In the Foldseek structural search text, list every database the description names as a target for structural searches.

***** SUPPLIED TEXT

| name | foldseek-structural-search |
| description | Performs 3D structural searches of proteins against various databases (PDB, AlphaFold, CATH, MGnify, etc.) using the Foldseek API. Use ONLY when the user provides a physical 3D coordinate file (.cif, .mmcif, or .pdb) and wants to find structurally similar proteins. Do NOT use if the user only provides a protein sequence, gene name, or UniProt ID.
|
Prerequisites
uv: Read the uv skill and follow its Setup instructions to ensure
uv is installed and on PATH.
- User Notification: If LICENSE_NOTIFICATION.txt does not already exist in
this skill directory then (1) prominently notify the user to check the terms
at https://search.foldseek.com/search and
https://github.com/steineggerlab/foldseek, then (2) create the file
recording the notification text and timestamp.
Goal
Submit a user-provided 3D protein structure file (.cif, .mmcif, or .pdb)

**********
***** INFORMATION SUPPLIED

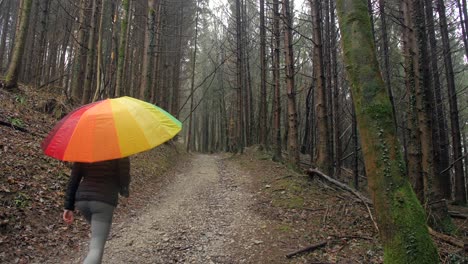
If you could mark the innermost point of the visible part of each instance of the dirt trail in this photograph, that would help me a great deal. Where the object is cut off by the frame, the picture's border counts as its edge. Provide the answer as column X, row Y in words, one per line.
column 202, row 216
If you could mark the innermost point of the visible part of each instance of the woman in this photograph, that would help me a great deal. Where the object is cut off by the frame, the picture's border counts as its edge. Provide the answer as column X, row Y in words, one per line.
column 94, row 188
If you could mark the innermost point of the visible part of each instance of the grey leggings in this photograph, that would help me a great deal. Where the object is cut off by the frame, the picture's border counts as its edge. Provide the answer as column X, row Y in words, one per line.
column 99, row 215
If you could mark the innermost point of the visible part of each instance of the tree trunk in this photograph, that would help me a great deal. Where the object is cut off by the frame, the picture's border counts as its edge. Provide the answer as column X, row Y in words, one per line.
column 441, row 154
column 11, row 78
column 460, row 191
column 411, row 81
column 322, row 160
column 122, row 47
column 5, row 30
column 400, row 217
column 262, row 124
column 90, row 56
column 192, row 84
column 293, row 149
column 276, row 80
column 79, row 64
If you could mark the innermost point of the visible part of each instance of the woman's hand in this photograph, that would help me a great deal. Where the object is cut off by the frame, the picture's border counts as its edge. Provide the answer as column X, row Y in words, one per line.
column 68, row 216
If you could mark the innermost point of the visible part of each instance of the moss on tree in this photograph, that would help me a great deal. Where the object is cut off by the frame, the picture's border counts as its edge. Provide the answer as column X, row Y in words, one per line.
column 400, row 217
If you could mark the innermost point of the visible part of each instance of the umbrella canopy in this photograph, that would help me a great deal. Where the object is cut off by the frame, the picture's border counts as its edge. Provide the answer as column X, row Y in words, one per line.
column 110, row 129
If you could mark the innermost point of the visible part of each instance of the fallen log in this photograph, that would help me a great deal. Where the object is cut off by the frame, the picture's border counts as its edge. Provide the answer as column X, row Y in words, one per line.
column 458, row 215
column 307, row 249
column 366, row 201
column 339, row 184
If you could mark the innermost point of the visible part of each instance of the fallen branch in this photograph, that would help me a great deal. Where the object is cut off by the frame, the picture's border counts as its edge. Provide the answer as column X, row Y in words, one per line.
column 343, row 186
column 14, row 127
column 339, row 184
column 307, row 249
column 457, row 215
column 449, row 240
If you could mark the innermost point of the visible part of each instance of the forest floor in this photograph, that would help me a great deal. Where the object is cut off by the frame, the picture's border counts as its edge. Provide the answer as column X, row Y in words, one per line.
column 183, row 208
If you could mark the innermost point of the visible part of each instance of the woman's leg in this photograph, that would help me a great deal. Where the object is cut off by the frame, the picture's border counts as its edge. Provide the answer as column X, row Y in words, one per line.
column 101, row 221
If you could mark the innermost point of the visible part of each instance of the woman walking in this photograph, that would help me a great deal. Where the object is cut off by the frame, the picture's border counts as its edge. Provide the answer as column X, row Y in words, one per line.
column 93, row 189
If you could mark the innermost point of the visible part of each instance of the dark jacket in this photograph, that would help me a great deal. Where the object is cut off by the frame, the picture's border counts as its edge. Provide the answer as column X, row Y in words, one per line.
column 98, row 181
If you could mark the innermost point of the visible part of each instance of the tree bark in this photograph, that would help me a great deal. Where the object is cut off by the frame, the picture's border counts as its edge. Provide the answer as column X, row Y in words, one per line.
column 460, row 190
column 400, row 217
column 276, row 80
column 293, row 149
column 263, row 94
column 322, row 159
column 11, row 78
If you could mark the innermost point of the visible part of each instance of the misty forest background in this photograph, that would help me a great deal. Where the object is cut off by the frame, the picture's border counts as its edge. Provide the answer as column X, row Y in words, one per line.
column 269, row 73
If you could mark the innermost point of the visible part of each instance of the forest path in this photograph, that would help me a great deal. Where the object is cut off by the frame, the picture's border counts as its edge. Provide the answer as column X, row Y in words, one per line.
column 201, row 216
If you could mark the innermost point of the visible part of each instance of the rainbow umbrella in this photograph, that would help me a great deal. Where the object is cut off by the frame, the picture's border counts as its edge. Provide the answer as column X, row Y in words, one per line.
column 110, row 129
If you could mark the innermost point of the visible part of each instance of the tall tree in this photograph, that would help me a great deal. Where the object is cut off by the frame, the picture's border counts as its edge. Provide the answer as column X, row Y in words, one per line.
column 90, row 55
column 322, row 158
column 293, row 149
column 190, row 141
column 400, row 217
column 440, row 137
column 460, row 190
column 11, row 78
column 122, row 47
column 262, row 124
column 276, row 80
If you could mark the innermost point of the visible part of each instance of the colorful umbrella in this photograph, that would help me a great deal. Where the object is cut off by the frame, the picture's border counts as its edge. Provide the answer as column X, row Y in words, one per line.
column 110, row 129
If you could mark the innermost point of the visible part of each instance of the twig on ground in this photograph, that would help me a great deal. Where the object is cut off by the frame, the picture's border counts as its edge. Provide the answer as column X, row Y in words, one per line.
column 449, row 240
column 458, row 215
column 307, row 249
column 343, row 186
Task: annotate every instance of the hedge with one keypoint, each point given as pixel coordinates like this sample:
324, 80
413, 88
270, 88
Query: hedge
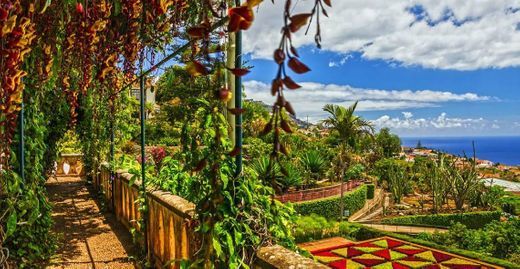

**********

> _OUTPUT BELOW_: PDB, AlphaFold, CATH, MGnify